Tasks to perform:
a) Reproduce the passage of the restaurant review below, starting at "Before we start, I" and ending at "of organic produce.".
b) In the restaurant review below, what share of Az.u.r's food does the restaurant say has been organically sourced?
--- Text section Enclosed Below ---
There's fun to be had at Az.u.r restaurant. It's not just the name that's a merry old hoot (pronounced "as you are", which is either very annoying or actually rather clever, depending on whether or not you've had a frontal lobotomy), but there's another game that you can play right at your table. It's called Mediterranean organic food roulette. According to the restaurant, over 70 per cent of Az.u.r's food has been organically sourced. The "roulette factor" lies in the fact that you've no idea which food is organic and which food has been engineered with the aid of chemicals, unethical farming methods and teams of scientists bent on destroying the planet. So sit down, steel your resolve with a glass of naturally carbonised, low sodium, zero-nitrate mineral water, and let's play.
Before we start, I might emphasise that the odds are in your favour - 70 per cent is much better than zero per cent. It's just that Az.u.r's claims are so vague. Their "farm to fork" boast appears to have bypassed the cargo plane, which inevitably brought a good few containers' worth of possibly organic food to these fair shores. But at least they're trying, right? Which is probably more than you and I are doing to raise awareness of organic produce.
In the ambient glow of a swish, modern dining space, we sat in comfy leather seats overlooking an expansive open kitchen. Following a shaky explanation of the concept by our genial waitress, I'll admit that I scoffed at Az.u.r's sketchy premise. But I soon turned my attentions the warm, crisp homemade bread, scoffing it down with great fervour. I was delighted to see that the olive oil and balsamic vinegar could be self-administered via pipettes, which was the first time I'd handled such equipment since school chemistry lessons.
Though I was an abject failure at chemistry, I hoped to learn something about the range of Mediterranean cuisine on offer here, from Spain in the west to Lebanon in the east. The grilled halloumi starter hit the mark like a well-timed bullet. The neat layered package of dainty filo pastry and toasty grilled cheese was complemented with an exquisitely fresh vine-ripened plum tomato salad and a sweet white balsamic dressing. Across the table, the grilled courgette with herbs and goat's cheese resembled maki rolls, and while the flavour of the cheese was a little too bold, the tomato-infused olive oil went some way towards cutting through its richness. We were on course for having our mumbled gripes rammed down our throats - that is until we saw the fresh tabbouleh salad being made at our table.
--- End of Enclosed Text section ---
--- Information provided Enclosed Below ---
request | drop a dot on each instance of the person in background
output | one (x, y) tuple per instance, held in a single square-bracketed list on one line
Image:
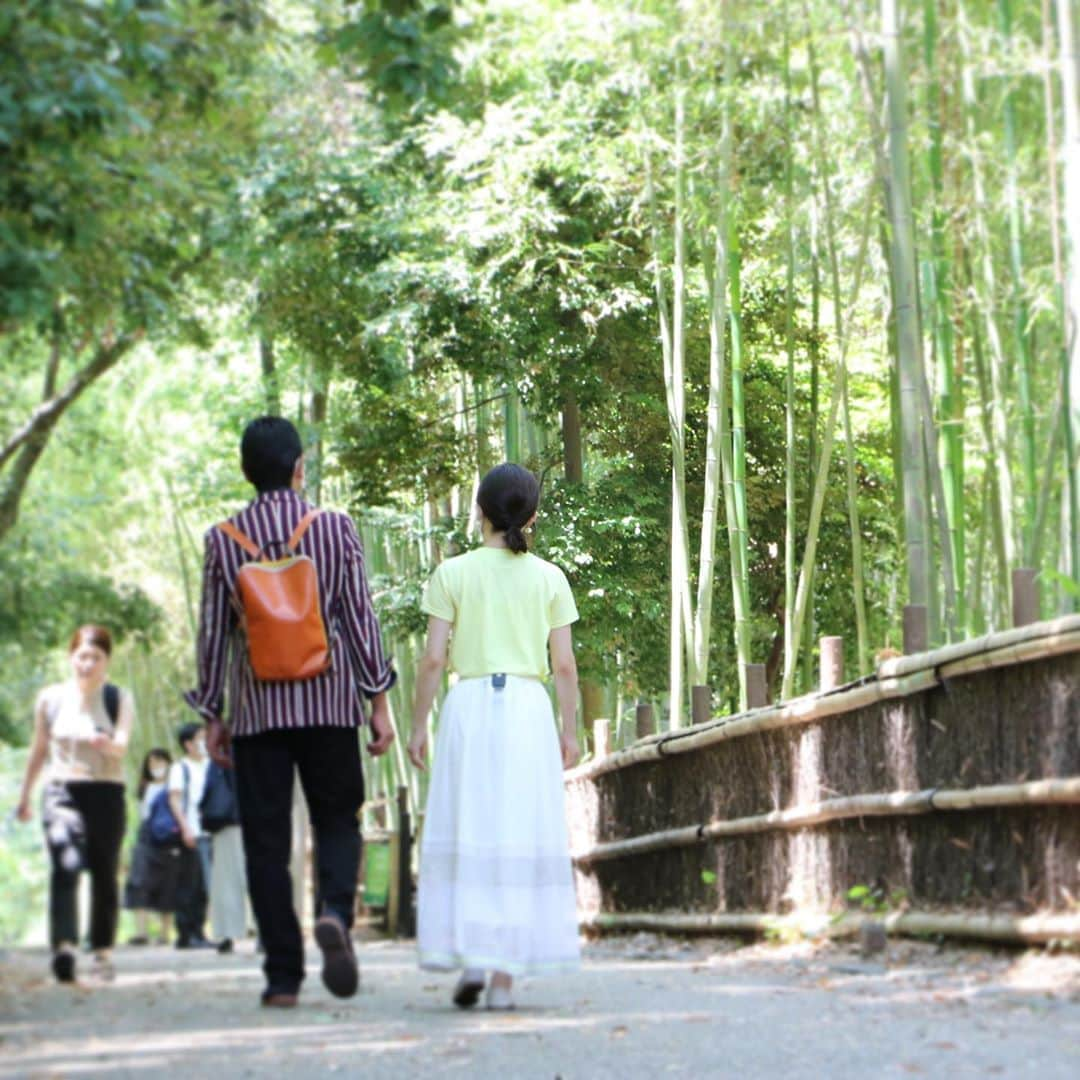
[(81, 727), (228, 885), (152, 876), (187, 779)]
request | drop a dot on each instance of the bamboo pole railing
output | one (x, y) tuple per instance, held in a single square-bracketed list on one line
[(880, 805), (895, 678), (1008, 929)]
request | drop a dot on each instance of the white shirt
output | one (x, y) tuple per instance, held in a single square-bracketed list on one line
[(148, 796), (197, 771)]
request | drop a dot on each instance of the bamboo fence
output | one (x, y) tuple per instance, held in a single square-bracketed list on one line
[(895, 678), (1007, 929), (880, 805)]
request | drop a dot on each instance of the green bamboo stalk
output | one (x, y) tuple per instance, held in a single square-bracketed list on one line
[(985, 286), (975, 604), (858, 576), (790, 507), (997, 514), (1020, 308), (1070, 365), (512, 427), (939, 311), (739, 443), (821, 474), (716, 281), (908, 332), (672, 338)]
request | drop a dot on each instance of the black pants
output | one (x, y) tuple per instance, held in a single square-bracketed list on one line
[(192, 890), (84, 827), (333, 781)]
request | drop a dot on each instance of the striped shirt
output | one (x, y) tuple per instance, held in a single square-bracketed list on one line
[(358, 664)]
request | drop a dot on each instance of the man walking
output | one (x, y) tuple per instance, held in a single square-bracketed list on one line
[(306, 723)]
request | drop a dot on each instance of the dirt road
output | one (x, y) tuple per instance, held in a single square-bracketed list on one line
[(642, 1007)]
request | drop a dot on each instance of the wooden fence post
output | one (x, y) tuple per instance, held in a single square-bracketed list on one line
[(1025, 597), (757, 687), (832, 662), (602, 738), (406, 926), (645, 719), (916, 629), (701, 703)]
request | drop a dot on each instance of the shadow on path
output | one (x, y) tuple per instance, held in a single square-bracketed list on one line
[(640, 1007)]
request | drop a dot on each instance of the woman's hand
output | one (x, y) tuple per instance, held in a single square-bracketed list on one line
[(568, 747), (418, 747), (382, 730)]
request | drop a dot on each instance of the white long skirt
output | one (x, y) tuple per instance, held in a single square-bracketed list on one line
[(496, 887), (228, 886)]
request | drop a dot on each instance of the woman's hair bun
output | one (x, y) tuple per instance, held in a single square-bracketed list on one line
[(515, 540), (509, 496)]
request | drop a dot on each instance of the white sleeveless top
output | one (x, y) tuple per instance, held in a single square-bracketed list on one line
[(70, 726)]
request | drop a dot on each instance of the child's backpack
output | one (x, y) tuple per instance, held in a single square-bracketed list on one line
[(278, 604), (218, 807), (161, 822)]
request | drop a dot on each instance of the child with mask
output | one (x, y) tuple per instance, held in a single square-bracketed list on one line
[(187, 779), (152, 877)]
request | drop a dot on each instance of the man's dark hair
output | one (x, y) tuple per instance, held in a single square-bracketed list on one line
[(509, 496), (186, 732), (269, 450)]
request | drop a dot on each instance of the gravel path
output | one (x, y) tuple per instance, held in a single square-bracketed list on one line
[(642, 1007)]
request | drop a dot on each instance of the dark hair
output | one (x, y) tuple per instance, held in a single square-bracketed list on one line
[(269, 450), (92, 634), (144, 777), (509, 496), (186, 732)]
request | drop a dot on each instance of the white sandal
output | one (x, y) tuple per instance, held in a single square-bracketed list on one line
[(469, 988), (499, 999)]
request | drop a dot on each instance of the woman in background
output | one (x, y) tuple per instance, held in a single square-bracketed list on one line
[(151, 879), (81, 728)]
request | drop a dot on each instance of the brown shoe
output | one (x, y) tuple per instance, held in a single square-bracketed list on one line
[(280, 999), (340, 973)]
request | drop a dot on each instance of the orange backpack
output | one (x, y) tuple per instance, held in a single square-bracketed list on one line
[(278, 603)]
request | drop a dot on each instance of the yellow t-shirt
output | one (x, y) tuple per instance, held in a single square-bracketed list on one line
[(502, 607)]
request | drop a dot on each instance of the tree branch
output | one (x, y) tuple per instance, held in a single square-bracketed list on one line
[(29, 442), (49, 412)]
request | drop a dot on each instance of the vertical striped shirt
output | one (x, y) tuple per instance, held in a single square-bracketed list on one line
[(358, 664)]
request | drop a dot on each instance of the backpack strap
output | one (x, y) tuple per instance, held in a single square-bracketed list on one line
[(245, 541), (301, 528), (112, 702)]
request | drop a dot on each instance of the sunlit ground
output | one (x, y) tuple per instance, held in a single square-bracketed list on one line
[(642, 1006)]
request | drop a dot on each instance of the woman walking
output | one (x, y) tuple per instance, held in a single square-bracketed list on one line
[(151, 879), (81, 727), (496, 883)]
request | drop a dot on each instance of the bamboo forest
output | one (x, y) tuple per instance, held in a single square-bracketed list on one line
[(780, 302)]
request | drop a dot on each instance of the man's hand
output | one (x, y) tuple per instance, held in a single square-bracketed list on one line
[(418, 747), (219, 744), (381, 730), (568, 747)]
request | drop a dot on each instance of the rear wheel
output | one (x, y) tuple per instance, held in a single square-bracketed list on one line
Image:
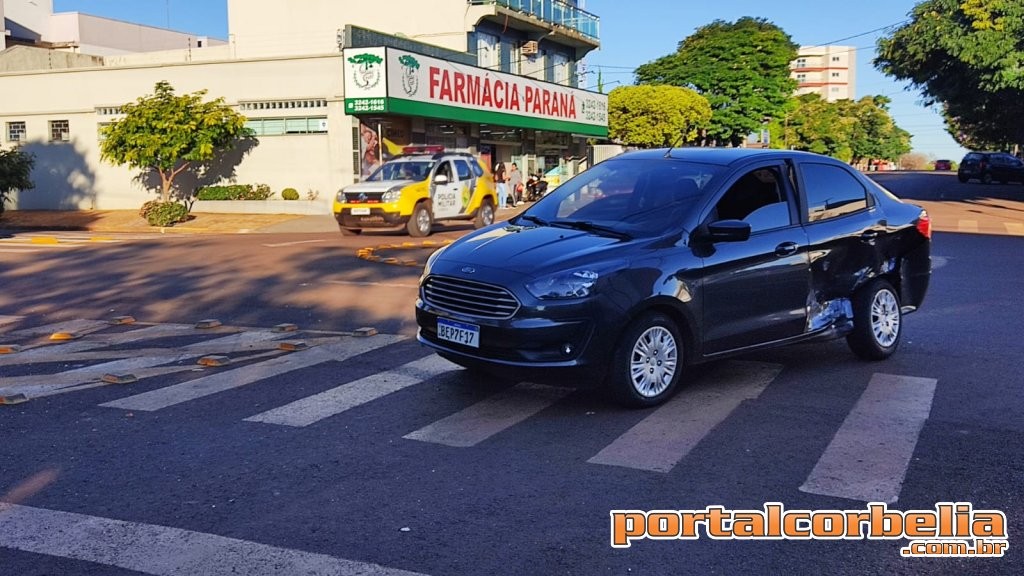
--- End of Enclosed Information provided ---
Task-by-task results:
a)
Before we start, I might emphasise that the odds are in your favour - 70 per cent is much better than zero per cent. It's just that Az.u.r's claims are so vague. Their "farm to fork" boast appears to have bypassed the cargo plane, which inevitably brought a good few containers' worth of possibly organic food to these fair shores. But at least they're trying, right? Which is probably more than you and I are doing to raise awareness of organic produce.

b) Over 70 percent.